** Start **
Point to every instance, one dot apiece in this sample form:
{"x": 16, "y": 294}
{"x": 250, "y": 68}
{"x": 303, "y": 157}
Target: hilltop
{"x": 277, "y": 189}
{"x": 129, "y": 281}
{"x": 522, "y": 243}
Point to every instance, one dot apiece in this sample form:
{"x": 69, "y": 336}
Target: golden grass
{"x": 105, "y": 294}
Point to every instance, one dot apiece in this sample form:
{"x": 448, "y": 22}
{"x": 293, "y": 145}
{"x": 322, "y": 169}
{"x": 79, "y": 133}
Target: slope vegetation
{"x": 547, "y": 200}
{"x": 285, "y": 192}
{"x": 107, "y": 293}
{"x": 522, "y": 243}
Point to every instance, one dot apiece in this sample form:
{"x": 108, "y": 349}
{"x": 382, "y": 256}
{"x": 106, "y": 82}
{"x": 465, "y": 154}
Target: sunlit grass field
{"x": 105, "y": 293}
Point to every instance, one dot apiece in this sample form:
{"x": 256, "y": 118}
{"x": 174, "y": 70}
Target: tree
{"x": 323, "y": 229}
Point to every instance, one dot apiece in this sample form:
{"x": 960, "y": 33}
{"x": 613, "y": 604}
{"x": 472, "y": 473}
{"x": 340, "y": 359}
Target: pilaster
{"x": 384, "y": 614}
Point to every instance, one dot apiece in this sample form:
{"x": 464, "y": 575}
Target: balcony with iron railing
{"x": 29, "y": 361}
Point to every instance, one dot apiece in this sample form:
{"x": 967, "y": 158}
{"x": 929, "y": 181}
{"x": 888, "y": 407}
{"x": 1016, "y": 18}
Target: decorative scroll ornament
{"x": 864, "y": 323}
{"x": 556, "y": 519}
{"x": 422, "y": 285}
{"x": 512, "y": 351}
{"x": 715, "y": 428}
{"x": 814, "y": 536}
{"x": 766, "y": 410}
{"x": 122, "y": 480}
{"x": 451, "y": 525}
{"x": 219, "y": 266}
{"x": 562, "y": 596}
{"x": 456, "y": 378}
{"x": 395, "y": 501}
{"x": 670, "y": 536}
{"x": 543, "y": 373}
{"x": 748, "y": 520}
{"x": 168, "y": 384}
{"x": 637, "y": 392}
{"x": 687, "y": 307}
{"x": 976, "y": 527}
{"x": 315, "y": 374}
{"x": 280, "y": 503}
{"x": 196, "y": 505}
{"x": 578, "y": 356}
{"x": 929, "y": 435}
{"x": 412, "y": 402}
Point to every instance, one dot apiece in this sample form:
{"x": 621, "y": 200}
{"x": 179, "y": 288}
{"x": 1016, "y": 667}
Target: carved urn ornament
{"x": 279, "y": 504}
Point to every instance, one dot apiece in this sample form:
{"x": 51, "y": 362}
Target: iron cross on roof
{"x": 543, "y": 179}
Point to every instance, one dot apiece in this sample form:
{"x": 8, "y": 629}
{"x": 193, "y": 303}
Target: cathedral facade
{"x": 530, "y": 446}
** End **
### [Written problem]
Return all of the data precisely as it appears.

### [Solution for this task]
Point to every instance, one dot apiece in this sample form:
{"x": 16, "y": 294}
{"x": 250, "y": 68}
{"x": 303, "y": 157}
Target: hilltop
{"x": 277, "y": 189}
{"x": 129, "y": 281}
{"x": 522, "y": 243}
Point to every instance, one dot apiece in this sample form:
{"x": 69, "y": 336}
Target: golden grass
{"x": 105, "y": 294}
Point to every instance, one dot apiece in this sample form:
{"x": 448, "y": 22}
{"x": 293, "y": 145}
{"x": 322, "y": 169}
{"x": 79, "y": 133}
Target: slope vegetation
{"x": 547, "y": 200}
{"x": 285, "y": 192}
{"x": 107, "y": 293}
{"x": 522, "y": 243}
Point to every instance, one dot apiece in this sample form:
{"x": 108, "y": 349}
{"x": 382, "y": 256}
{"x": 106, "y": 82}
{"x": 465, "y": 154}
Target: sunlit grass field
{"x": 105, "y": 293}
Point to every instance, one dot apiece in this sample form:
{"x": 256, "y": 118}
{"x": 174, "y": 70}
Target: tree
{"x": 323, "y": 229}
Point to every instance, one dot apiece in this sample form:
{"x": 960, "y": 33}
{"x": 613, "y": 604}
{"x": 472, "y": 473}
{"x": 340, "y": 359}
Target: pilaster
{"x": 384, "y": 614}
Point to every instance, one dot apiece in this sample form:
{"x": 464, "y": 575}
Target: balcony with iron railing
{"x": 29, "y": 361}
Point to every instance, one dot apiece in this sample form:
{"x": 967, "y": 158}
{"x": 929, "y": 181}
{"x": 888, "y": 407}
{"x": 1016, "y": 18}
Target: decorative scroll ornament
{"x": 864, "y": 323}
{"x": 556, "y": 519}
{"x": 422, "y": 285}
{"x": 512, "y": 351}
{"x": 715, "y": 428}
{"x": 814, "y": 536}
{"x": 766, "y": 410}
{"x": 122, "y": 480}
{"x": 451, "y": 525}
{"x": 219, "y": 266}
{"x": 562, "y": 596}
{"x": 456, "y": 378}
{"x": 395, "y": 501}
{"x": 670, "y": 536}
{"x": 543, "y": 373}
{"x": 748, "y": 520}
{"x": 168, "y": 384}
{"x": 637, "y": 392}
{"x": 687, "y": 307}
{"x": 976, "y": 527}
{"x": 315, "y": 374}
{"x": 280, "y": 503}
{"x": 196, "y": 505}
{"x": 578, "y": 356}
{"x": 929, "y": 435}
{"x": 412, "y": 402}
Point to every instance, one dot apiece in this sample form:
{"x": 621, "y": 200}
{"x": 179, "y": 288}
{"x": 1016, "y": 667}
Target: carved urn ornament
{"x": 279, "y": 504}
Point to every instance, one dot apiece in this sample form:
{"x": 51, "y": 362}
Target: iron cross on roof
{"x": 543, "y": 179}
Point to every instance, one dot apiece in this sample form:
{"x": 8, "y": 629}
{"x": 193, "y": 303}
Target: cathedral facade
{"x": 530, "y": 446}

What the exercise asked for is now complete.